_Что сделать:_
(1) Выпишите все ключевые слова, которые указаны в статье о фильме «Юный гитлеровец Квекс» ниже.
(2) Кратко перескажите статью о фильме «Юный гитлеровец Квекс» в двух предложениях.

Текст научной работы на тему «Дети-мученики в пантеоне тоталитарной культуры (фильм "Юный гитлеровец Квекс" Х. Штайнхофа)»

УДК 821.112.2.0 ДЕТИ-МУЧЕНИКИ В ПАНТЕОНЕ

ББК 85.З7З№М)6 ТОТАЛИТАРНОЙ КУЛЬТУРЫ (СЦЕНАРИЙ

ФИЛЬМА «ЮНЫЙ ГИТЛЕРОВЕЦ КВЕКС» Х. ШТАЙНХОФА)

© 2018 г. А.В. Елисеева

Балтийский государственный технический университет «Военмех», Санкт-Петербург, Россия Дата поступления статьи: 31 июля 2017 г. Дата публикации: 25 сентября 2018 г. DOI: 10.22455/2500-4247-2018-3-3-104-115

Аннотация: Основным предметом анализа является созданный К.А. Шенцингером и Б.Э. Лютге сценарий фильма «Юный гитлеровец Квекс» ("Hitlerjunge Quex", 1933) режиссера Ханса Штайнхоффа, относящегося к пропагандистскому кинематографу национал-социализма. На примере сценария этого фильма рассмотрены стратегии инструментализации фигуры ребенка в идеологических целях. Проведены параллели с советским искусством, в частности с кинематографом, в котором также присутствуют подобные модели пропаганды, например, культ пионеров-героев. Нарратив о подвиге и гибели юного нациста обнаруживает особенно много общего с популярной в советское время историей Павлика Морозова. В статье рассмотрены идеологемы, объединяющие конструкты «героического ребенка» в обеих тоталитарных культурах: миф о непредвзятости и «чистоте» детского восприятия мира, представление о приоритете той или иной концепции общественного блага над семейными взаимосвязями и др. Речь идет об истоках подобных идеологем, их связи с христианскими, просветительскими и прочими мировоззренческими системами.

Ключевые слова: немецкий кинематограф национал-социализма, фигура ребенка в

культуре, идеология и кино, пропаганда в кинематографе, культура и политика, пионеры-герои.

Информация об авторе: Александра Владимировна Елисеева — кандидат

филологических наук, доцент, Балтийский государственный технический университет «Военмех» им. Д.Ф. Устинова, ул. 1-я Красноармейская, д. 1, 190005 г. Санкт-Петербург, Россия.

E-mail: [email protected]

Для цитирования: Елисеева А.В. Дети-мученики в пантеоне тоталитарной культуры (фильм «Юный гитлеровец Квекс»» Х. Штайнхофа) // Studia Litterarum. 2018. Т. з, № 3. С. 104-115. DOI: 10.22455/2500-4247-2018-3-3-104-115

CHILD MARTYRS IN THE PANTHEON OF TOTALITARIAN CULTURES (H. STEINHOFF'S FILM HITLERJUNGE QUEX)

_Данные:_

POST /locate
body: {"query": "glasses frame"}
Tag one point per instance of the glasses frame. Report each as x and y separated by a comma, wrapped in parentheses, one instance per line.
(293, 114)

_Ответы к заданиям:_
(1) немецкий кинематограф национал-социализма; фигура ребенка в культуре; идеология и кино; пропаганда в кинематографе; культура и политика; пионеры-герои

(2) В статье разбирается сценарий нацистского пропагандистского фильма «Юный гитлеровец Квекс» (1933) режиссера Ханса Штайнхоффа и то, как образ ребенка используют в идеологических целях. Автор сравнивает его с советским искусством, прежде всего с культом пионеров-героев и историей Павлика Морозова, и рассматривает общие для обеих тоталитарных культур представления о «героическом ребенке» и их истоки.